• _The problem_
Scan the entries below and return each line that contains "vehicle".

[Data items]
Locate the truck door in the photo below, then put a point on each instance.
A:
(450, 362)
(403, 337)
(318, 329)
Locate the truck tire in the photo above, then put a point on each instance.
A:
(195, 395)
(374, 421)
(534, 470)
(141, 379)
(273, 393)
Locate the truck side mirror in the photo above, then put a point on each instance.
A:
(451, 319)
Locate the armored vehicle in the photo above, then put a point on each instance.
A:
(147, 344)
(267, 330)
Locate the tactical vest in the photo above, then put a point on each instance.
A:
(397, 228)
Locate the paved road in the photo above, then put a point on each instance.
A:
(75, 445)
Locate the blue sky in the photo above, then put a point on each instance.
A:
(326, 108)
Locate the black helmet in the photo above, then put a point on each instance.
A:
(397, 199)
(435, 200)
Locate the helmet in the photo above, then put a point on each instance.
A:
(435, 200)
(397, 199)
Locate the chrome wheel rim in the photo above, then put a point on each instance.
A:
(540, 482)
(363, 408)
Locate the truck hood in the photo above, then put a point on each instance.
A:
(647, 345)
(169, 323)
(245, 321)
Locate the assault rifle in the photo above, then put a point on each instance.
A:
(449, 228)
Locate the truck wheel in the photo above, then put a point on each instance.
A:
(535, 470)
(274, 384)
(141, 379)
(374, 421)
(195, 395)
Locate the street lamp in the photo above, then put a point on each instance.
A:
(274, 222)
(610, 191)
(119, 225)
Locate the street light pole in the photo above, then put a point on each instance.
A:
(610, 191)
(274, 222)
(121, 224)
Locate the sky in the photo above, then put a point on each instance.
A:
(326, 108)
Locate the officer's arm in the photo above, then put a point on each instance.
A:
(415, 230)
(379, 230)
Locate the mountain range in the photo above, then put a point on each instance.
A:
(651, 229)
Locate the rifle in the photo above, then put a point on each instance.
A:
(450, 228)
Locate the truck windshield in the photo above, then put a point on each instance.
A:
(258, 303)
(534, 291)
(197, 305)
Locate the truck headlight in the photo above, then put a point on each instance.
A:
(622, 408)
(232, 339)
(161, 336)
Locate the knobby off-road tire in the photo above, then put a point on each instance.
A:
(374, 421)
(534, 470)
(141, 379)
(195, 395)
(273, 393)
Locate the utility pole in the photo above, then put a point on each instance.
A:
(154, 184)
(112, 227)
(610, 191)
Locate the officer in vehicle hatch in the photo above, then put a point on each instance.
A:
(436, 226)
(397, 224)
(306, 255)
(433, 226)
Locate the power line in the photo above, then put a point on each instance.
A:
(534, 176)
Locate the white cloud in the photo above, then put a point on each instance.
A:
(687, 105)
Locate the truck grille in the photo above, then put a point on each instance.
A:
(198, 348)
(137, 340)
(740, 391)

• _Written response_
Locate the armored vehicle in the photo above, then put a point on each instance.
Locate the officer in vehicle hatch in the photo above, then put a point on each instance.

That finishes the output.